Passage provided
Becoming syntactic
Chang, F., Dell, G. S., and Bock, K. (2006). Becoming syntactic. Psychological Review, 113(2), 234–272 pdf.
Psycholinguistic research has shown that the influence of abstract syntactic knowledge on performance is shaped by particular sentences that have been experienced. To explore this idea, a connectionist model of sentence production was applied to the development and use of abstract syntax. The model makes use of (a) error-based learning to acquire and adapt sequencing mechanisms and (b) meaning-form mappings to derive syntactic representations. The model is able to account for most of what is known about structural priming in adult speakers, as well as key findings in preferential looking and elicited production studies of language acquisition. The model suggests how abstract knowledge and concrete experience are balanced in the development and use of syntax.

Listed entries
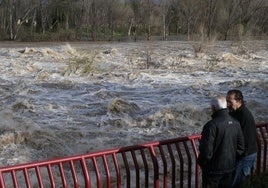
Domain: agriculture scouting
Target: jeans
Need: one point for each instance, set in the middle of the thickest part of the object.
(216, 180)
(243, 169)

Task A
List the authors of the paper cited in the Becoming syntactic abstract.
Task B
According to the Becoming syntactic abstract, what kind of model was applied to the development and use of abstract syntax?
Task C
Continue the Becoming syntactic abstract, starting after its final sentence.
None of the records are needed for this work.

Task answer A
Chang, F.; Dell, G. S.; Bock, K.

Task answer B
A connectionist model of sentence production.

Task answer C
Contents:
1) Software
2) Architecture
4) Input
6) Downloads
7) Simple Message-Sentence Generator
8) Tutorial
Required Software:
LENS - the program that implements the model (version 2.6 or higher)
Perl - creates the input and parses the output (version 5.8 or higher)
R - statistics (optional)
LENS uses tcl/tk, so knowledge of that language is useful for reading the code below.
Architecture of the model:
Single arrows are learned weights. Dashed arrows are fixed copy connections. Thick gray lines are fast-changing message weights. Double arrows are for target comparison (what unit output as target for cwhat unit are not shown).
The LENS code is below:
addNet dualPath -i 20
## these are the input layers, and their sizes are a bit bigger than the number of units in the paper, because the actual mapping\
for linguistic units to model units was slightly different (e.g., sometimes 0 was not used).
set semSize 147
set lexSize 165
set eventsemSize 19
set whereSize 20
## hidden layers (as in paper)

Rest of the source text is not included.